### Written exercise
Rewrite the entries below as a numbered list, dropping any blank lines.

### Given records
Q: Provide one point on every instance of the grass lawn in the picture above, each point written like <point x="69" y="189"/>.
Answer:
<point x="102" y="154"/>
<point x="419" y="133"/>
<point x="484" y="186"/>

### Final answer
1. Q: Provide one point on every instance of the grass lawn in the picture above, each point written like <point x="69" y="189"/>.
2. Answer:
3. <point x="102" y="154"/>
4. <point x="419" y="133"/>
5. <point x="484" y="186"/>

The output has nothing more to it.